• [PAGE EXCERPT]:
___

Year: 2016
Director: Gareth Edwards
Christmas Eve, the BJB clan are staying at my mum’s. Usually we go to the theatre, but since Mary Poppins was booked up months ago we decided on a visit to The Pictures.
None of us are real Star Wars nuts. My daughters were more into Harry Potter. I was a little too old to surf the first Star Wars wave. In fact, Mrs BJB is the biggest fan in the family as she took her youngest brother to see Episode IV on its original release. Anyway after a bit of to-and-froing, the family decided to see Rogue One while it was still on a big screen.
I had caught up with Gareth Edward’s first film Monsters a year or two after its release. I enjoyed its noirish atmosphere but wasn’t entirely bowled over. So I wasn’t expecting too much from another chip off the old franchise. Hence, being bowled over by R1 was a real surprise to me.
First off, the cast are all proper quality actors and although most of the characters are off the shelf action stereotypes – the seemingly cynical soldier who hides his principles, amoral hustlers who find a cause to fight for, and the dad who who makes huge sacrifices to protect his daughter – they bring them to life. Felicity Jones in particular makes the film. Her character, Jyn Erso, is a real action hero – someone who you believe the band of rebels would follow into the Jaws of death.
There are surprises in the cast members, which don’t always come off and, yes, parts of the plot turn on blatant McGuffins. But that said, the last third of the film is pretty visceral and closer to modern war films like Saving Private Ryan than Disney’s usual fare. In fact, although R1 is a 12A, I think some younger Star Wars fans may find the end just too down beat to handle emotionally.
On the other hand if The Empire Strikes Back is your favourite from the original trilogy (and it should be) you’ll love this.
Might appeal to people who enjoyed:
The Empire Strikes Back, Saving Private Ryan, the middle Harry Potter film, or even Stranger Things.
Ooh, I’m going tomorrow – looking forward to it even more now 😊
Spot on re the younger fans. My 6 year old Star Wars mad son was in floods of tears at one point. Then again, he has sobbed at the demise of several characters, over the course of the series, and even sobbed when young Anakin left his mother in Episode 1. When a slow piece of music came on several minutes later, he asked me if it was “the lonely music”. He’s very soppy.
Rogue 1 was good though, although it didn’t blow me away like I was expecting. It was our first experience of IMAX too, which was gobsmacking, even if the 3D was a bit distracting.
Paul, I guess because I am not too much of a fan – and I didn’t have too much invested into whether it was good or not – I enjoyed it more than a aficionado.
I loved it. I will say though, I did not approve of what they did with Peter Cushing. I assume his estate gave permission, but I didn’t like it. I think they should have got another actor.
Also, we came out of the cinema, turned on our phones and found out that Carrie Fisher had had a heart attack. A loud FUCK YOU 2016 may have fallen out…
Hoping someone will take the mini-Wilsons off my hands for a few hours this week so I can go see this. Hard to believe after the dire prequels that Star Wars movies are must-see again.

___

• [DATA SHOWN]:
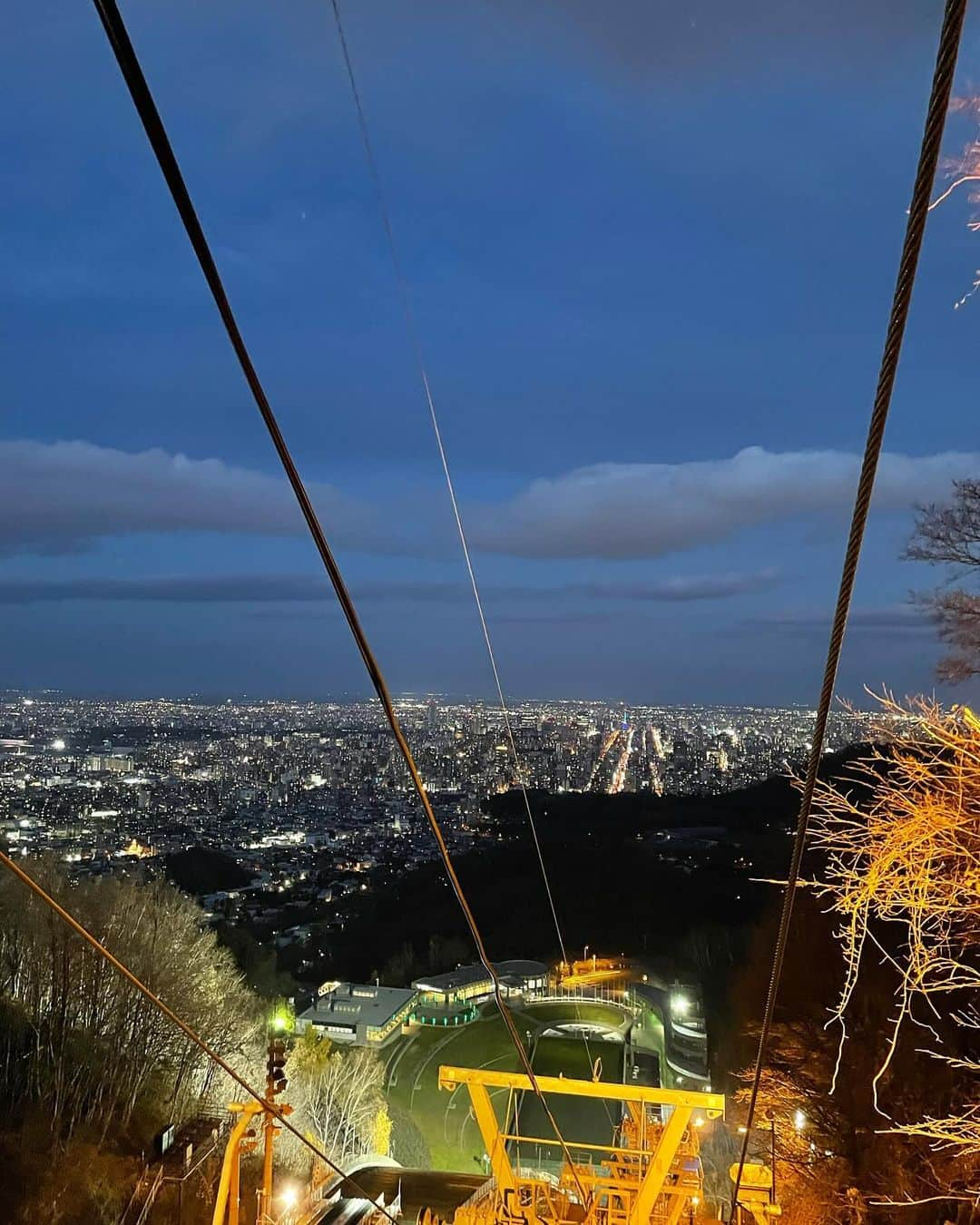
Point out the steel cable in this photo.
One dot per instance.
(928, 154)
(188, 1031)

___

• [STATED EXERCISE 1]: Reproduce the Rogue One review starting with "None of us are" and going on through "a big screen.", changing "big screen" to "cinema screen".
• [STATED EXERCISE 2]: Write what comes next on the Rogue One review page, picking up after its final comment.

• [TASK ANSWER 1]:
None of us are real Star Wars nuts. My daughters were more into Harry Potter. I was a little too old to surf the first Star Wars wave. In fact, Mrs BJB is the biggest fan in the family as she took her youngest brother to see Episode IV on its original release. Anyway after a bit of to-and-froing, the family decided to see Rogue One while it was still on a cinema screen.

• [TASK ANSWER 2]:
I hadn’t known what to expect of this and was pleasantly surprised; a tough, bad-ass take on Star Wars with little of the sentimentality that cropped up in TFA. The leads were very good. BTW, I noticed how old most of the rebel soldiers are in this. Are they trying to tell us something?
3 generation Boxing day mini-tradition.
The Star Wars chronology (18 years since Anakin became Darth) made Jyn 21 when (the excellent) Felicity Jones is clearly a more realistic age for her character (30ish). The cgi reanimations were intriguing and off putting at the same time – the shape of movies to come.
I loved it. And K2-SO particularly. Touches of magnificent 7/samurai as well as star wars. A few rough edges but it even passes the Bechdel test (just)
Yes, superb. I haven’t had such a good afternoon at the cinema since, ooh, The Force Awakens.
Still, though — and at the risk of playing devil’s advocate — while both films are superb delivery mechanisms for the mix of nostalgia and sheer spectacle we’ve been craving since 1983, they’re both seriously flawed: The Force Awakens is a retread of A New Hope; Rogue One suffers from flimsily drawn characters and a succession of slightly shonky plot devices (our central heating master switch is less easy to activate than the Tonka-looking motherfucker in Rogue One). It’s common at this stage to say that all the TIE-fighter sounds and stromtroopers in the world can’t make up for the lack of blah blah blah…. but the fact is that for two films they really, really have. Only thing is, I’m not quite sure the makers can pull it off for a third time
It can only be a tribute to the sheer quality of the two Disney-era films that my expectations have now been raised. But next Christmas I’ll be looking for spectacle, the warm thrill of nostalgia, *and* something more rounded and less derivative. Not a lot to ask for.
Went to see it with Theref2409Jr. Loved it.
Everything LeicesterB says is right – you have to overlook certain plot holes. But I thought there was some nice character development, and it looks great.
The space battle at the end was just excellent, and I liked the specific name drop of “Captain Antilles” in a nod to IV.
All in all, really really good movie.
There were some great references. I loved seeing that guy from the cantina in A New Hope — causing more aggro.
Are we sufficiently far into the reboot to stop being grateful the Disney era is better than the prequels, and start judging what is clearly an annual event (something I feel will ultimately pall, circa ooh about 2025) on its own merits. As @leicester-bangs says, next year I think we’re looking for things to, in the words of the PL Manager Interview, ‘push on’ with ‘the project’.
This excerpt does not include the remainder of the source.